# START OF Data excerpts

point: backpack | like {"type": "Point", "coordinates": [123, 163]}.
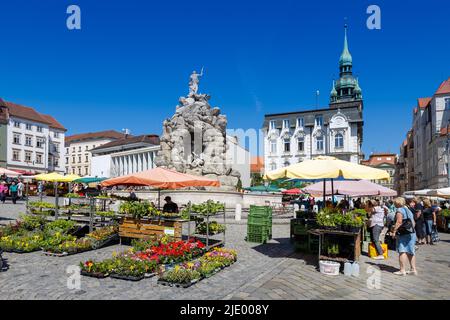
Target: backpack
{"type": "Point", "coordinates": [407, 226]}
{"type": "Point", "coordinates": [434, 235]}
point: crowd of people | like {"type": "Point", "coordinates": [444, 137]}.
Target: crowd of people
{"type": "Point", "coordinates": [409, 223]}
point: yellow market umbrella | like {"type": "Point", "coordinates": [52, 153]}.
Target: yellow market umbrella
{"type": "Point", "coordinates": [51, 177]}
{"type": "Point", "coordinates": [70, 178]}
{"type": "Point", "coordinates": [325, 167]}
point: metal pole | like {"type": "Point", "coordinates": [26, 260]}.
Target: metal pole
{"type": "Point", "coordinates": [324, 191]}
{"type": "Point", "coordinates": [56, 201]}
{"type": "Point", "coordinates": [91, 215]}
{"type": "Point", "coordinates": [448, 155]}
{"type": "Point", "coordinates": [332, 191]}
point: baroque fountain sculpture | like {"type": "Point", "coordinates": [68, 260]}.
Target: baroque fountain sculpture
{"type": "Point", "coordinates": [194, 139]}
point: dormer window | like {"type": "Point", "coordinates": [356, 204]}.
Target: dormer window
{"type": "Point", "coordinates": [319, 120]}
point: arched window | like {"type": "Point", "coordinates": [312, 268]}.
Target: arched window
{"type": "Point", "coordinates": [287, 145]}
{"type": "Point", "coordinates": [301, 144]}
{"type": "Point", "coordinates": [273, 146]}
{"type": "Point", "coordinates": [339, 141]}
{"type": "Point", "coordinates": [319, 143]}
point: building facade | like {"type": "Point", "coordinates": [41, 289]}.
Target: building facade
{"type": "Point", "coordinates": [30, 142]}
{"type": "Point", "coordinates": [336, 131]}
{"type": "Point", "coordinates": [425, 151]}
{"type": "Point", "coordinates": [124, 156]}
{"type": "Point", "coordinates": [383, 161]}
{"type": "Point", "coordinates": [78, 149]}
{"type": "Point", "coordinates": [239, 159]}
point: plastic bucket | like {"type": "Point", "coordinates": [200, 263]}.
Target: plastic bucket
{"type": "Point", "coordinates": [329, 267]}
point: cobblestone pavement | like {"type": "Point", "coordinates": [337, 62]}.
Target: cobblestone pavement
{"type": "Point", "coordinates": [270, 271]}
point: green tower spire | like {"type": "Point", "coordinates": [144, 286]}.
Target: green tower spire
{"type": "Point", "coordinates": [346, 57]}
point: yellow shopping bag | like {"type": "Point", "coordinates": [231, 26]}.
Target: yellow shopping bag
{"type": "Point", "coordinates": [373, 251]}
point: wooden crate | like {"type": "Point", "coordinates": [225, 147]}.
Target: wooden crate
{"type": "Point", "coordinates": [140, 229]}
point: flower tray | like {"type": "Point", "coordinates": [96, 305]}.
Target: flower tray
{"type": "Point", "coordinates": [178, 285]}
{"type": "Point", "coordinates": [18, 251]}
{"type": "Point", "coordinates": [129, 278]}
{"type": "Point", "coordinates": [150, 275]}
{"type": "Point", "coordinates": [63, 254]}
{"type": "Point", "coordinates": [97, 275]}
{"type": "Point", "coordinates": [105, 242]}
{"type": "Point", "coordinates": [54, 254]}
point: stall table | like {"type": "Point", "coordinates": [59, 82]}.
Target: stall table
{"type": "Point", "coordinates": [146, 227]}
{"type": "Point", "coordinates": [322, 233]}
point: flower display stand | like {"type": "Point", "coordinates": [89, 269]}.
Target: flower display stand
{"type": "Point", "coordinates": [143, 228]}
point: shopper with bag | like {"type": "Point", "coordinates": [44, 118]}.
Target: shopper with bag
{"type": "Point", "coordinates": [376, 224]}
{"type": "Point", "coordinates": [429, 216]}
{"type": "Point", "coordinates": [405, 233]}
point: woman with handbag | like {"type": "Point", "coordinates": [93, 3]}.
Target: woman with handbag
{"type": "Point", "coordinates": [405, 234]}
{"type": "Point", "coordinates": [429, 215]}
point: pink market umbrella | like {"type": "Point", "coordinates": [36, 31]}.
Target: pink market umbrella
{"type": "Point", "coordinates": [294, 191]}
{"type": "Point", "coordinates": [8, 173]}
{"type": "Point", "coordinates": [351, 188]}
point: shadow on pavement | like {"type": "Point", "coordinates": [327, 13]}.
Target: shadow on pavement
{"type": "Point", "coordinates": [283, 248]}
{"type": "Point", "coordinates": [383, 267]}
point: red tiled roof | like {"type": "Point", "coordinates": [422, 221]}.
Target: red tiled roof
{"type": "Point", "coordinates": [108, 134]}
{"type": "Point", "coordinates": [376, 159]}
{"type": "Point", "coordinates": [257, 164]}
{"type": "Point", "coordinates": [422, 103]}
{"type": "Point", "coordinates": [444, 87]}
{"type": "Point", "coordinates": [53, 122]}
{"type": "Point", "coordinates": [28, 113]}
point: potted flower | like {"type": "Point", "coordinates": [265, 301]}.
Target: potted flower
{"type": "Point", "coordinates": [333, 250]}
{"type": "Point", "coordinates": [94, 269]}
{"type": "Point", "coordinates": [126, 268]}
{"type": "Point", "coordinates": [180, 276]}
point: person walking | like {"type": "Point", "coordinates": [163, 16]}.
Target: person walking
{"type": "Point", "coordinates": [13, 190]}
{"type": "Point", "coordinates": [3, 191]}
{"type": "Point", "coordinates": [415, 206]}
{"type": "Point", "coordinates": [404, 232]}
{"type": "Point", "coordinates": [20, 187]}
{"type": "Point", "coordinates": [429, 216]}
{"type": "Point", "coordinates": [376, 224]}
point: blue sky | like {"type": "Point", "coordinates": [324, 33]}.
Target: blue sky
{"type": "Point", "coordinates": [131, 60]}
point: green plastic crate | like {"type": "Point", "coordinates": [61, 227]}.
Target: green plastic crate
{"type": "Point", "coordinates": [256, 238]}
{"type": "Point", "coordinates": [258, 220]}
{"type": "Point", "coordinates": [259, 228]}
{"type": "Point", "coordinates": [260, 209]}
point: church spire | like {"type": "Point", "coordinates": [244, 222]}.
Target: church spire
{"type": "Point", "coordinates": [345, 61]}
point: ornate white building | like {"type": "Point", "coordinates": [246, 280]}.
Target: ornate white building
{"type": "Point", "coordinates": [337, 130]}
{"type": "Point", "coordinates": [30, 142]}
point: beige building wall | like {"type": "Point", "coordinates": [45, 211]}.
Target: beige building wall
{"type": "Point", "coordinates": [78, 156]}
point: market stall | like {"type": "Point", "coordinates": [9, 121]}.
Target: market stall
{"type": "Point", "coordinates": [342, 230]}
{"type": "Point", "coordinates": [132, 225]}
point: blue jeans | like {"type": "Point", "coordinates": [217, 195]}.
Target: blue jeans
{"type": "Point", "coordinates": [375, 232]}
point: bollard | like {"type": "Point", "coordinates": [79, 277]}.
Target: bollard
{"type": "Point", "coordinates": [238, 212]}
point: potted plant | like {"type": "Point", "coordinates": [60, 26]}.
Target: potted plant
{"type": "Point", "coordinates": [333, 250]}
{"type": "Point", "coordinates": [94, 269]}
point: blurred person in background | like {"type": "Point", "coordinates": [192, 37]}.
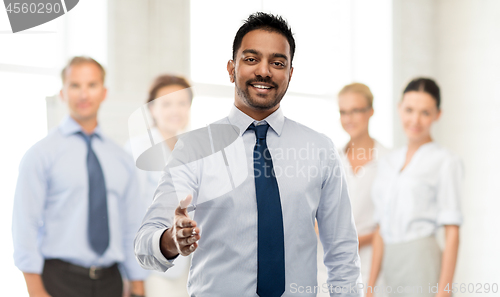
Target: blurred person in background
{"type": "Point", "coordinates": [417, 191]}
{"type": "Point", "coordinates": [75, 203]}
{"type": "Point", "coordinates": [169, 103]}
{"type": "Point", "coordinates": [359, 157]}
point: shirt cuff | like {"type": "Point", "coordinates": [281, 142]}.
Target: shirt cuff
{"type": "Point", "coordinates": [157, 252]}
{"type": "Point", "coordinates": [449, 218]}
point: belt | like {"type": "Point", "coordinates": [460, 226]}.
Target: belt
{"type": "Point", "coordinates": [94, 272]}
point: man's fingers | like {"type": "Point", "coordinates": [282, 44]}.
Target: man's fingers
{"type": "Point", "coordinates": [186, 232]}
{"type": "Point", "coordinates": [187, 250]}
{"type": "Point", "coordinates": [181, 222]}
{"type": "Point", "coordinates": [186, 201]}
{"type": "Point", "coordinates": [181, 210]}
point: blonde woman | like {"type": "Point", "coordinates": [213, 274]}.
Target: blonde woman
{"type": "Point", "coordinates": [169, 103]}
{"type": "Point", "coordinates": [417, 191]}
{"type": "Point", "coordinates": [360, 156]}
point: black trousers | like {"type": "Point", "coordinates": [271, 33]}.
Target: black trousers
{"type": "Point", "coordinates": [62, 279]}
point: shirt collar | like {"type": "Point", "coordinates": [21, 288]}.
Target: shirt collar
{"type": "Point", "coordinates": [241, 120]}
{"type": "Point", "coordinates": [69, 126]}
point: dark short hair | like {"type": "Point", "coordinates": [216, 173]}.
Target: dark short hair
{"type": "Point", "coordinates": [268, 22]}
{"type": "Point", "coordinates": [82, 60]}
{"type": "Point", "coordinates": [427, 85]}
{"type": "Point", "coordinates": [166, 80]}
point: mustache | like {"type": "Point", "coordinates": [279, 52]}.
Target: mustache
{"type": "Point", "coordinates": [262, 80]}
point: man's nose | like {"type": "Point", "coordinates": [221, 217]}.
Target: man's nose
{"type": "Point", "coordinates": [263, 70]}
{"type": "Point", "coordinates": [84, 93]}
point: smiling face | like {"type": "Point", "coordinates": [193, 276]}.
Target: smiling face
{"type": "Point", "coordinates": [355, 113]}
{"type": "Point", "coordinates": [261, 71]}
{"type": "Point", "coordinates": [170, 110]}
{"type": "Point", "coordinates": [418, 111]}
{"type": "Point", "coordinates": [83, 91]}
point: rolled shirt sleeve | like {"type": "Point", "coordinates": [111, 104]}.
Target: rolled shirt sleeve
{"type": "Point", "coordinates": [337, 231]}
{"type": "Point", "coordinates": [134, 210]}
{"type": "Point", "coordinates": [27, 220]}
{"type": "Point", "coordinates": [160, 214]}
{"type": "Point", "coordinates": [449, 192]}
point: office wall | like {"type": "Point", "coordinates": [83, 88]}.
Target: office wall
{"type": "Point", "coordinates": [457, 43]}
{"type": "Point", "coordinates": [468, 68]}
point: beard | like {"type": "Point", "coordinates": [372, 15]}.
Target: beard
{"type": "Point", "coordinates": [244, 94]}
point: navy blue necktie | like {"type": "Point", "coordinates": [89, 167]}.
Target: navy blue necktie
{"type": "Point", "coordinates": [98, 228]}
{"type": "Point", "coordinates": [271, 242]}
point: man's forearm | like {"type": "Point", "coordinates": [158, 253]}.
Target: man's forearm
{"type": "Point", "coordinates": [137, 288]}
{"type": "Point", "coordinates": [35, 285]}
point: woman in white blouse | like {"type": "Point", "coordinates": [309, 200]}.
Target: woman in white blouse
{"type": "Point", "coordinates": [169, 104]}
{"type": "Point", "coordinates": [417, 191]}
{"type": "Point", "coordinates": [360, 157]}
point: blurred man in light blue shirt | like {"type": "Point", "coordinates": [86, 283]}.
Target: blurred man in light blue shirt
{"type": "Point", "coordinates": [66, 242]}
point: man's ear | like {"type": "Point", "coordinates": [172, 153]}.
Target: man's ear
{"type": "Point", "coordinates": [61, 95]}
{"type": "Point", "coordinates": [230, 70]}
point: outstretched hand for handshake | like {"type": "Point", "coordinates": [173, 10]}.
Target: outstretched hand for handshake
{"type": "Point", "coordinates": [182, 238]}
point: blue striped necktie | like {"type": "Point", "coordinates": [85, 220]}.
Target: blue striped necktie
{"type": "Point", "coordinates": [98, 228]}
{"type": "Point", "coordinates": [271, 244]}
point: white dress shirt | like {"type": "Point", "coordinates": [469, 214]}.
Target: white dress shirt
{"type": "Point", "coordinates": [312, 186]}
{"type": "Point", "coordinates": [148, 182]}
{"type": "Point", "coordinates": [413, 203]}
{"type": "Point", "coordinates": [360, 188]}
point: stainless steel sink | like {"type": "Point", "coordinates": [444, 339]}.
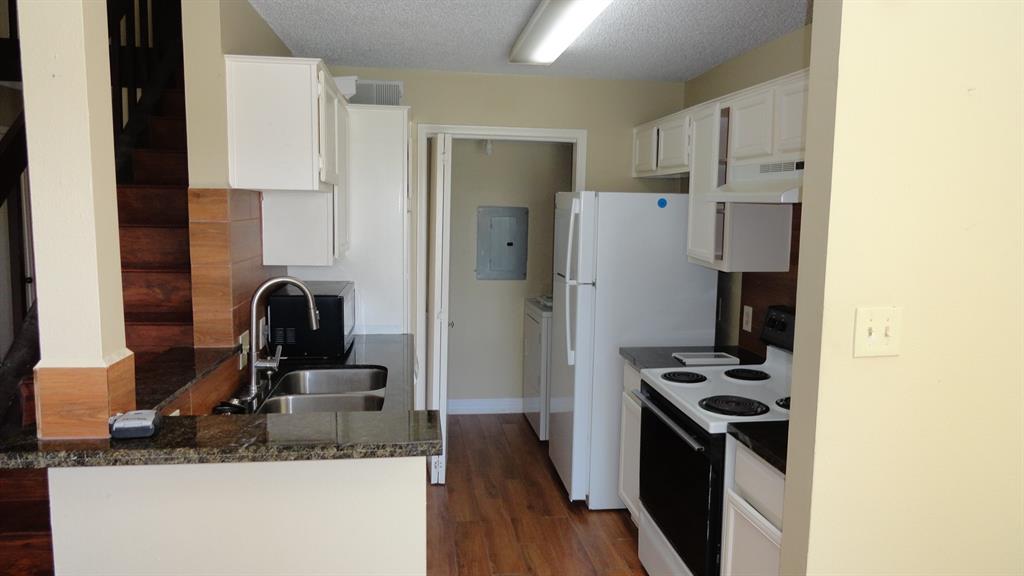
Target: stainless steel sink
{"type": "Point", "coordinates": [304, 404]}
{"type": "Point", "coordinates": [342, 380]}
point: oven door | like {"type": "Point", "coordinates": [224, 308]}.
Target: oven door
{"type": "Point", "coordinates": [681, 482]}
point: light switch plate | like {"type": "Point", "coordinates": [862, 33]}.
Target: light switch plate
{"type": "Point", "coordinates": [877, 331]}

# END OF Data excerpts

Only the lines from the one containing "point: outstretched hand" through the last line of the data belong in the copy, both included and reproduced exactly. Pictures do not.

■ Answer in full ■
point: outstretched hand for handshake | like {"type": "Point", "coordinates": [173, 10]}.
Target: outstretched hand for handshake
{"type": "Point", "coordinates": [182, 238]}
point: blue striped necktie | like {"type": "Point", "coordinates": [85, 220]}.
Target: blue striped necktie
{"type": "Point", "coordinates": [98, 228]}
{"type": "Point", "coordinates": [271, 244]}
point: white dress shirt | like {"type": "Point", "coordinates": [469, 214]}.
Target: white dress shirt
{"type": "Point", "coordinates": [312, 186]}
{"type": "Point", "coordinates": [148, 182]}
{"type": "Point", "coordinates": [413, 203]}
{"type": "Point", "coordinates": [360, 188]}
point: stainless steel sink | like {"type": "Point", "coordinates": [444, 339]}.
Target: stainless steel sink
{"type": "Point", "coordinates": [304, 404]}
{"type": "Point", "coordinates": [342, 380]}
point: oven door | like {"type": "Point", "coordinates": [224, 308]}.
Target: oven door
{"type": "Point", "coordinates": [681, 482]}
point: light switch plate | like {"type": "Point", "coordinates": [862, 33]}.
Target: light switch plate
{"type": "Point", "coordinates": [877, 331]}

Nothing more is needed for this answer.